## [SUPPLIED MATERIAL]
-.-.-
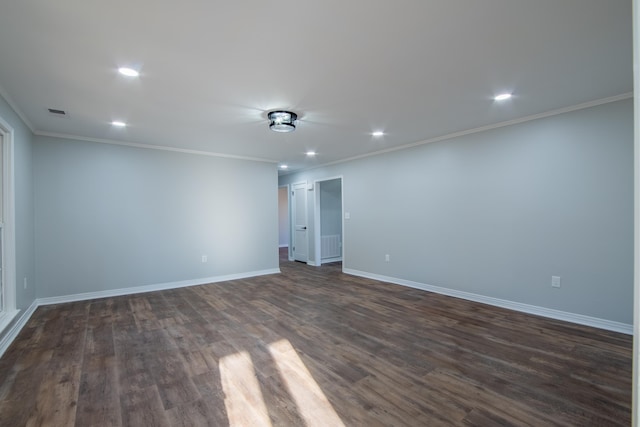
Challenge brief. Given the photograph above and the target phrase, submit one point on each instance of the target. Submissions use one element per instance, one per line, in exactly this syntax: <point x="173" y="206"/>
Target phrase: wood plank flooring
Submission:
<point x="314" y="347"/>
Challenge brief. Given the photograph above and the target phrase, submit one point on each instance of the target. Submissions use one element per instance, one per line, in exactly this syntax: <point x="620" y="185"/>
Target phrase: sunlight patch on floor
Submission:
<point x="243" y="398"/>
<point x="313" y="406"/>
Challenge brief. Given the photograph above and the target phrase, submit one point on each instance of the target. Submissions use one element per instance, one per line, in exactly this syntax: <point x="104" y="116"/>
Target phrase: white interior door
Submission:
<point x="300" y="239"/>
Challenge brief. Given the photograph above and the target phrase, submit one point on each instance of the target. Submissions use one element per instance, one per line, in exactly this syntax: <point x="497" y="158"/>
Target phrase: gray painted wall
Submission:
<point x="497" y="213"/>
<point x="112" y="217"/>
<point x="283" y="217"/>
<point x="24" y="206"/>
<point x="330" y="207"/>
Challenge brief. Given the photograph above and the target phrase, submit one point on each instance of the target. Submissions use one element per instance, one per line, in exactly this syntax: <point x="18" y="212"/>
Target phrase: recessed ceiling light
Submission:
<point x="502" y="97"/>
<point x="129" y="72"/>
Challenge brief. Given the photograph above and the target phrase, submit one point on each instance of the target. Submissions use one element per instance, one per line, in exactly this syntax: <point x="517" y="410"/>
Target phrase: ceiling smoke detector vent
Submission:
<point x="57" y="112"/>
<point x="282" y="121"/>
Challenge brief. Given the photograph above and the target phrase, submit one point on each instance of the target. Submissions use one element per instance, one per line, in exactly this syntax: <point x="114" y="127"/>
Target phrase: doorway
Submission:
<point x="329" y="221"/>
<point x="283" y="223"/>
<point x="300" y="239"/>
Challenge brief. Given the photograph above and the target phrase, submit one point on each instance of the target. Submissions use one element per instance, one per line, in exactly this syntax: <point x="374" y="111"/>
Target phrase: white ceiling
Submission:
<point x="210" y="71"/>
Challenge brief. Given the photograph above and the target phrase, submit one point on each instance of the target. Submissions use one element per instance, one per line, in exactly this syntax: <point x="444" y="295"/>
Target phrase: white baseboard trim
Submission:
<point x="11" y="335"/>
<point x="150" y="288"/>
<point x="516" y="306"/>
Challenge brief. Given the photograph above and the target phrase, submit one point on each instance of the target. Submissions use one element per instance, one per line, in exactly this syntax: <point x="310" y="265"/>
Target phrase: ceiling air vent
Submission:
<point x="57" y="112"/>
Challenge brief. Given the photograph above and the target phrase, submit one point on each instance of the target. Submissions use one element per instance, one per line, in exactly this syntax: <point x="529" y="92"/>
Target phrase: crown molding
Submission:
<point x="524" y="119"/>
<point x="18" y="111"/>
<point x="151" y="146"/>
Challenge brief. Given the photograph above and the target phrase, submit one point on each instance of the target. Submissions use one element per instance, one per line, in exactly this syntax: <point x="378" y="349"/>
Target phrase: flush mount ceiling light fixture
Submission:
<point x="503" y="96"/>
<point x="282" y="121"/>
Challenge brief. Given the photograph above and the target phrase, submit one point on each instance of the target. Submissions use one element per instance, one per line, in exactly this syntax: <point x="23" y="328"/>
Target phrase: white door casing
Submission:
<point x="300" y="239"/>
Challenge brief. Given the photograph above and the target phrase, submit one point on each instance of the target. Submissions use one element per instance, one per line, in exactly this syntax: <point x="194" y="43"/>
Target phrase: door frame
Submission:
<point x="288" y="188"/>
<point x="317" y="256"/>
<point x="9" y="310"/>
<point x="291" y="221"/>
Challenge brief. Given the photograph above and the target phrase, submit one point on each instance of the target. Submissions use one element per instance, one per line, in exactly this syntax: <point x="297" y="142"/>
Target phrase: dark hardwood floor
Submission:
<point x="310" y="346"/>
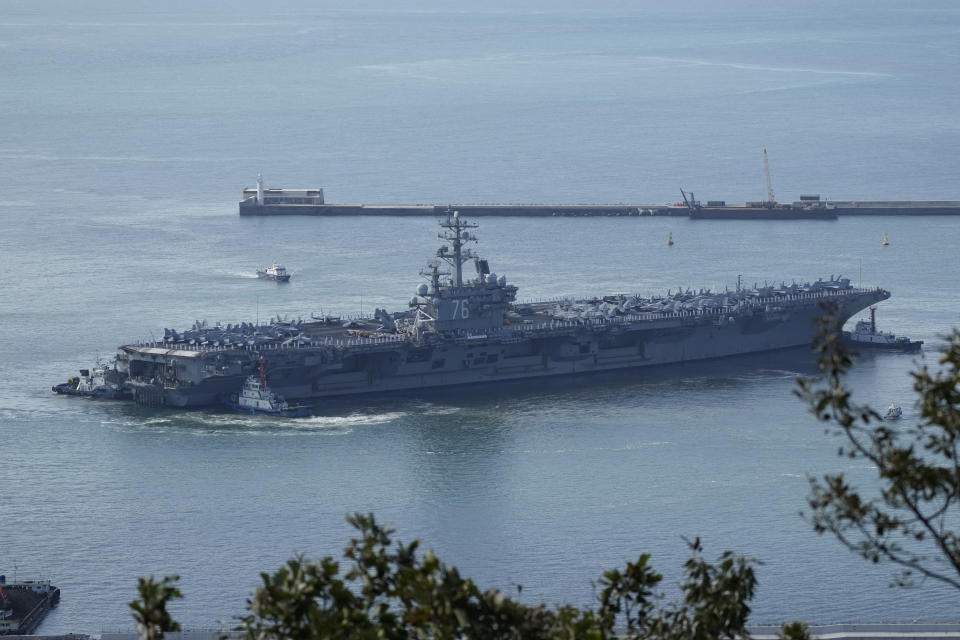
-.-.-
## [AIM]
Locate each line of the material that contains the string "white", matching case exactly, and copy those lines.

## [SOLUTION]
Target phrase: white interior door
Target phrase: white ceiling
Target phrase: white baseboard trim
Target phrase: white door casing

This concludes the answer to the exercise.